» **Task prompt**: Count the lines below that contain the word "track" and give only the number.
--- Given records ---
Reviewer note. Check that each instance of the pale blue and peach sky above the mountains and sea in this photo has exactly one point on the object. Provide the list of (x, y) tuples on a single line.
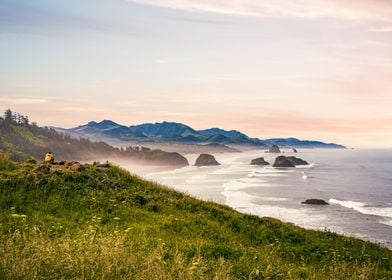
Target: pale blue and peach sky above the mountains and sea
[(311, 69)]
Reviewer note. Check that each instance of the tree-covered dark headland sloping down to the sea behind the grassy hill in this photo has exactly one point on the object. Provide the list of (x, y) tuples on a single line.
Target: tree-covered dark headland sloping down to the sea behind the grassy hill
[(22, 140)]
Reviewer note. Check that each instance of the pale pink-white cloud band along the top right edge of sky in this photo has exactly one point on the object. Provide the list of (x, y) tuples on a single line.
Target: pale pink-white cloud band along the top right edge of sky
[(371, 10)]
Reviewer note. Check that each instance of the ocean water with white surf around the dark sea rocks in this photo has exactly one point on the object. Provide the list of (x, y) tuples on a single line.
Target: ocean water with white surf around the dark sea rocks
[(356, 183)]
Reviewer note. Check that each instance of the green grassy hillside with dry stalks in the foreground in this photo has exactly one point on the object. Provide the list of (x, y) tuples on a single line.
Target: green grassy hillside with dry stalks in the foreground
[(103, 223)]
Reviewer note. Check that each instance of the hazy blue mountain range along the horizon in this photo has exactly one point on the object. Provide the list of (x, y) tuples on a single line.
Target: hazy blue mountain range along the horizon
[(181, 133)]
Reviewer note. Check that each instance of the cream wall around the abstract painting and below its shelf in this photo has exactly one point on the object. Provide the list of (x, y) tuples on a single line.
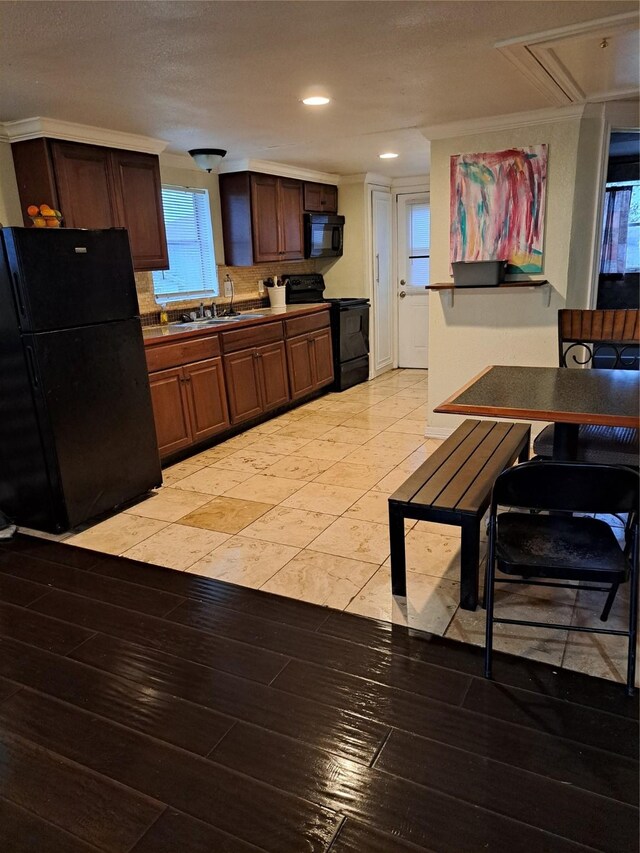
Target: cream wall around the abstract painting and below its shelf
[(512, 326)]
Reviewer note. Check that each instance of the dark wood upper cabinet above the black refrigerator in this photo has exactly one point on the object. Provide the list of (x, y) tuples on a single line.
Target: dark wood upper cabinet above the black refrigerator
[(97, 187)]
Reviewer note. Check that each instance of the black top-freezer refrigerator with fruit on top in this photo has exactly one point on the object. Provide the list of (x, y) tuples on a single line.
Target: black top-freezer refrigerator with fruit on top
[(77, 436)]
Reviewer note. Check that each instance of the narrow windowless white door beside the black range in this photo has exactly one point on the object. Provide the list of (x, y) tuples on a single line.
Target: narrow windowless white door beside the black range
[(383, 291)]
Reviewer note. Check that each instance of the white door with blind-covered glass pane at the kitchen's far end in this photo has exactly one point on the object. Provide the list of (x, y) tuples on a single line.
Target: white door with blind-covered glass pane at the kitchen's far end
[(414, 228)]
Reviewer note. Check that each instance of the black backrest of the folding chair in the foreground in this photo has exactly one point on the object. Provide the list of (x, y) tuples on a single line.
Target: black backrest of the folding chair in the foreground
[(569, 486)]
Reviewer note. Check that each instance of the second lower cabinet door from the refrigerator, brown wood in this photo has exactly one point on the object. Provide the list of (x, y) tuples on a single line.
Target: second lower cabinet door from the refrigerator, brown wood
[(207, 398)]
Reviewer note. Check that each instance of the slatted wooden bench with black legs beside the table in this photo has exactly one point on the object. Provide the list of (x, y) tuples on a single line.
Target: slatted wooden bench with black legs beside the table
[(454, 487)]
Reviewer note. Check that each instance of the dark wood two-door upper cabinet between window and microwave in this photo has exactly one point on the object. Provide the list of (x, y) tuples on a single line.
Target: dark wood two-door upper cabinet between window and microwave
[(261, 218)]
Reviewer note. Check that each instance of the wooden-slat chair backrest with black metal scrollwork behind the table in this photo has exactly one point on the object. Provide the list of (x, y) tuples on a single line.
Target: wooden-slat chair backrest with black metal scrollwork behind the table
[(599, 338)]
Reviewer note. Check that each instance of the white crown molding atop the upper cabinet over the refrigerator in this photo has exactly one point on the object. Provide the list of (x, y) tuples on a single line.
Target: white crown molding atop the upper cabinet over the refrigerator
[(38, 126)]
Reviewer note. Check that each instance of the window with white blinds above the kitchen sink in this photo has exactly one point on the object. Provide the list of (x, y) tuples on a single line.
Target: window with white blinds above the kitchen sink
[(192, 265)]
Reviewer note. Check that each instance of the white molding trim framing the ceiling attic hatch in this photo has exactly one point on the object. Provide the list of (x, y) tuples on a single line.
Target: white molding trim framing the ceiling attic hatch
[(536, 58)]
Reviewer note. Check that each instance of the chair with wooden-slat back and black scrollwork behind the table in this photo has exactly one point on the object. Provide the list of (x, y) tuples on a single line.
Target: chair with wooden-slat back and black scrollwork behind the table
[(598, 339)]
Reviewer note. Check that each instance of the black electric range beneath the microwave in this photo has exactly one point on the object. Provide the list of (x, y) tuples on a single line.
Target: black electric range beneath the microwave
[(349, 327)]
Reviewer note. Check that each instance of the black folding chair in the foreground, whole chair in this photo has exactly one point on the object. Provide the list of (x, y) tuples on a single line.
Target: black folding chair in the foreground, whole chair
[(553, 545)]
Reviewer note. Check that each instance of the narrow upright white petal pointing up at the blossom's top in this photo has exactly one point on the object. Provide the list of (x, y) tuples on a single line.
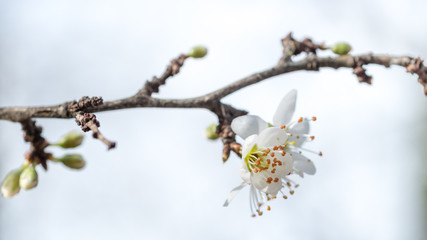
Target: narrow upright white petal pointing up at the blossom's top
---
--- Given records ---
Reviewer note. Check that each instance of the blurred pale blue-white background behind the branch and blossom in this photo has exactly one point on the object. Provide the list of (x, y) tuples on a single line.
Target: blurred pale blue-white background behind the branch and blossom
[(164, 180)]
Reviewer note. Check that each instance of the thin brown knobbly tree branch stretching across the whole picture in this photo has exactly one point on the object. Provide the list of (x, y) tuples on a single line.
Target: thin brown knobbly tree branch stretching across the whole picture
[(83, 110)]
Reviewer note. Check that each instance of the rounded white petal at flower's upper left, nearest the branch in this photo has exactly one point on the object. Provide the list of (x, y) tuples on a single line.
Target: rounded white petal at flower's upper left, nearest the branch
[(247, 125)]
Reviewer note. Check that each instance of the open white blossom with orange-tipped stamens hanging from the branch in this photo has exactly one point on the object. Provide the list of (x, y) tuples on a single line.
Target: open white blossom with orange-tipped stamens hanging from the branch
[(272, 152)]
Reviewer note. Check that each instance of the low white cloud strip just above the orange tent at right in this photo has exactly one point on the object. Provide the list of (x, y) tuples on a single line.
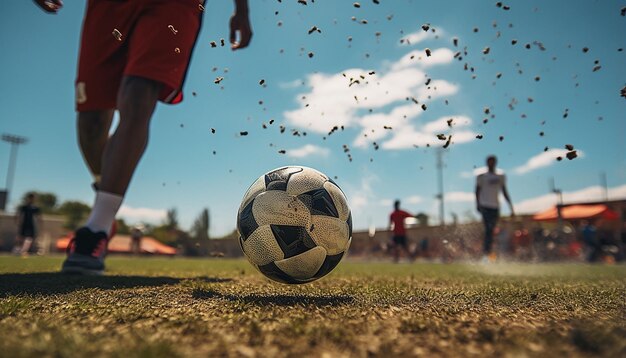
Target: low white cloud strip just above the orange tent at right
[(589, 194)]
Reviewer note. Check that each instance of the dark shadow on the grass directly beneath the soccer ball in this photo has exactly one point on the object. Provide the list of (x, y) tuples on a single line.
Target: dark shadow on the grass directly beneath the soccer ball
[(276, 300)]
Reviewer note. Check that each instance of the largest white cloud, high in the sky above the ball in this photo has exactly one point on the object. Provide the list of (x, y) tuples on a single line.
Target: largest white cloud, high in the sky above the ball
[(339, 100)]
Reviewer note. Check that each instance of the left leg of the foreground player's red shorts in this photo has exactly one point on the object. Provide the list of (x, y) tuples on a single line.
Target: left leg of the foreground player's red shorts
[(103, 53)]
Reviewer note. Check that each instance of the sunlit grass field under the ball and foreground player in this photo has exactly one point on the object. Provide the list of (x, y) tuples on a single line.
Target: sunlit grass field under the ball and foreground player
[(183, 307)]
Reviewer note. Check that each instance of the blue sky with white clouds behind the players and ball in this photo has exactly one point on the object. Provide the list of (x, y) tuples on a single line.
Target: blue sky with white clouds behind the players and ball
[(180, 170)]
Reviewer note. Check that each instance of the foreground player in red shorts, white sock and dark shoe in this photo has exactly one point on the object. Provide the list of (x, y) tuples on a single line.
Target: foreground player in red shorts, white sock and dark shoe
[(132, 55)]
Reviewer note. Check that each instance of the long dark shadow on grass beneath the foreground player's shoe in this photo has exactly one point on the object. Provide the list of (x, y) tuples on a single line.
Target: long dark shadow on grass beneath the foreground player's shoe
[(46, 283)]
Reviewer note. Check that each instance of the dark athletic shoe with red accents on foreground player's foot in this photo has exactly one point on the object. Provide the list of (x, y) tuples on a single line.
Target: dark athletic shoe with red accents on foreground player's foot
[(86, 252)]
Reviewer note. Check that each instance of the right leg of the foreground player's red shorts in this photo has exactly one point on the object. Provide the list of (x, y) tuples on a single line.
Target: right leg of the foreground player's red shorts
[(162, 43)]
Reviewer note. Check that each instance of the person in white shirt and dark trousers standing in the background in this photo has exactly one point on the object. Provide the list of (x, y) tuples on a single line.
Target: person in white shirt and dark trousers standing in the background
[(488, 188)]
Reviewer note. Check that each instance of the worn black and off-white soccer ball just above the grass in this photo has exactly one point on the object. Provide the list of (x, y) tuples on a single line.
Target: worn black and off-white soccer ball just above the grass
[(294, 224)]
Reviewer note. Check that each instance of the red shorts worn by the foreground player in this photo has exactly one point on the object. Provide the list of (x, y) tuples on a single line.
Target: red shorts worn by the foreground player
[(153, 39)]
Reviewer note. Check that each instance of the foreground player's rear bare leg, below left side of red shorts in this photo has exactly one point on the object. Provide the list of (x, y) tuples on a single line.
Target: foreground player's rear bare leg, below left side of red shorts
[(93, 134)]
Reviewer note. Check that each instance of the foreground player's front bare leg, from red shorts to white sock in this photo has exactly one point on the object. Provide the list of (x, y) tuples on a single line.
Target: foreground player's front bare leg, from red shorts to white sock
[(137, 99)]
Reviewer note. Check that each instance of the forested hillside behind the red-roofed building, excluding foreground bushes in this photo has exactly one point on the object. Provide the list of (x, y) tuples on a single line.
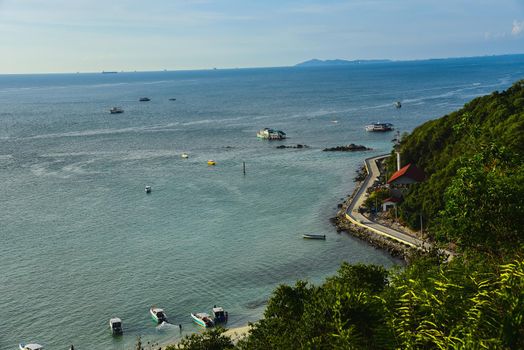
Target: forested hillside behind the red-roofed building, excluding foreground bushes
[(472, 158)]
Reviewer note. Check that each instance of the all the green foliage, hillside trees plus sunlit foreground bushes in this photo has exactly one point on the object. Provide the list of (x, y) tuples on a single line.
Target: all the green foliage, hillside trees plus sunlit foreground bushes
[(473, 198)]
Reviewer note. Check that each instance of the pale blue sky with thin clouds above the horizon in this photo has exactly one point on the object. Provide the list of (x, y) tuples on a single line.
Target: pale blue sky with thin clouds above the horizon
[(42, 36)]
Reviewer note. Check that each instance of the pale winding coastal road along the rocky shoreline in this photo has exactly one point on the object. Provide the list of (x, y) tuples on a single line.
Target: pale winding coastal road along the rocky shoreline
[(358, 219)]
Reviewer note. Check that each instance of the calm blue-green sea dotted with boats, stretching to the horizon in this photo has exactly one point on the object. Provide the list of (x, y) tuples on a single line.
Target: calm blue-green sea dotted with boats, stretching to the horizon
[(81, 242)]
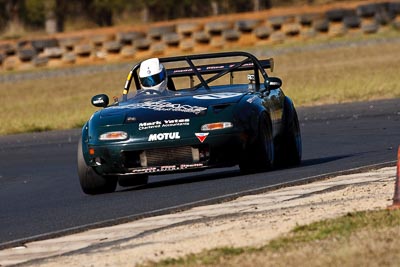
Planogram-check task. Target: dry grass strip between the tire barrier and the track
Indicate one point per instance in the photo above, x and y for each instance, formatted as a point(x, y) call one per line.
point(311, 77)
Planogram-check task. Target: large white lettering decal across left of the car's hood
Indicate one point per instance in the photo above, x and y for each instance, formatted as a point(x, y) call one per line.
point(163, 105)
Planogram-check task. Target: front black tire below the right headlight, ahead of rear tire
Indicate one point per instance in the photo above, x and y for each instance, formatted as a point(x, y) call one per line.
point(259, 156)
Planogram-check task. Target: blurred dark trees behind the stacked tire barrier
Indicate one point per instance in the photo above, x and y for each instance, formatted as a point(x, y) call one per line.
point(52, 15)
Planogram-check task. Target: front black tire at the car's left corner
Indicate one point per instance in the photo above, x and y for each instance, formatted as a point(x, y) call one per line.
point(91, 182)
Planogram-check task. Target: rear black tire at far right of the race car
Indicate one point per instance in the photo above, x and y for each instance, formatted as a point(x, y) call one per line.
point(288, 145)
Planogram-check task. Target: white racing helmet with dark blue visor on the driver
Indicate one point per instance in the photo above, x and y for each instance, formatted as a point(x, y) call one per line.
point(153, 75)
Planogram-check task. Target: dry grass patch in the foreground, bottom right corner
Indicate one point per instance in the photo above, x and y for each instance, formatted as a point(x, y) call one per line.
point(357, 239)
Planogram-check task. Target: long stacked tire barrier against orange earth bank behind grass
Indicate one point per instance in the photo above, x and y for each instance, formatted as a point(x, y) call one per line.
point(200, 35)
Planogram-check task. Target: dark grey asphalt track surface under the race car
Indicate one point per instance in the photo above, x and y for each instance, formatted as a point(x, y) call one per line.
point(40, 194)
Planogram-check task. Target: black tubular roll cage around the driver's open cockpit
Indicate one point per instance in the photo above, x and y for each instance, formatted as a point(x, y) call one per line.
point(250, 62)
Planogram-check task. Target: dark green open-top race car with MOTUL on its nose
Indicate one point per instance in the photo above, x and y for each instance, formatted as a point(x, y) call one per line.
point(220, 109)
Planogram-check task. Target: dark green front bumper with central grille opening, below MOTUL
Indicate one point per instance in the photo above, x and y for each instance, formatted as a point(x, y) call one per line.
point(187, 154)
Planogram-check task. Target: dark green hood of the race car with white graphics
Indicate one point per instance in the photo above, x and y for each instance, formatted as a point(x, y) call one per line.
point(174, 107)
---
--- Given records ---
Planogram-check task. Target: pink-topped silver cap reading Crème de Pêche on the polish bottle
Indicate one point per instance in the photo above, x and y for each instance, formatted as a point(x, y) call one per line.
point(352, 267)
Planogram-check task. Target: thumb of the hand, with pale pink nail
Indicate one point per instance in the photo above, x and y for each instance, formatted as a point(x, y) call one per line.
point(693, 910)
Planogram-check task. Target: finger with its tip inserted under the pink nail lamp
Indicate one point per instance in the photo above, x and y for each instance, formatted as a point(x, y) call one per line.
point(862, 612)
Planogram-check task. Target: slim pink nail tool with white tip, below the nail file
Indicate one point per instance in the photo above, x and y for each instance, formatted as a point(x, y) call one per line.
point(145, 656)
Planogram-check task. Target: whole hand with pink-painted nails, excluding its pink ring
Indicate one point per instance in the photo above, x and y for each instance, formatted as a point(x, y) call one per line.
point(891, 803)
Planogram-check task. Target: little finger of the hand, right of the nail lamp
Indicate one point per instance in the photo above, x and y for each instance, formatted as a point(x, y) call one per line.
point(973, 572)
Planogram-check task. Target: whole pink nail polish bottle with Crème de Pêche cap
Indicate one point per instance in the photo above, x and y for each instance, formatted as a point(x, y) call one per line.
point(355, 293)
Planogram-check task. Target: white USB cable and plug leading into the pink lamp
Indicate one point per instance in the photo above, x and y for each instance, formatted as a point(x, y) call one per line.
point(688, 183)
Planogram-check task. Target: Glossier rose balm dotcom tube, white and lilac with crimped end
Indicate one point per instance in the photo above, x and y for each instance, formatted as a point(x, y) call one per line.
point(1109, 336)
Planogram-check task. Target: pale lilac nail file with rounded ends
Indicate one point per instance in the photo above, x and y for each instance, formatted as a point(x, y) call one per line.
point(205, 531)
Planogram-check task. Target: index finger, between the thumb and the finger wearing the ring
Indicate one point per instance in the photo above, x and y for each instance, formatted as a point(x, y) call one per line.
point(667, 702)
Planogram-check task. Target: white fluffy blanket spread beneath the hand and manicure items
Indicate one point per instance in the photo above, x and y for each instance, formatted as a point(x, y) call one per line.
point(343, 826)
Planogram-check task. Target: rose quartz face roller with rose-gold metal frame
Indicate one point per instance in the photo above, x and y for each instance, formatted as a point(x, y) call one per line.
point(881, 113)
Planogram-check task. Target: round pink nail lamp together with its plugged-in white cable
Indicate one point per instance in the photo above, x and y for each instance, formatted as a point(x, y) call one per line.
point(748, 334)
---
» **Result of the task**: 2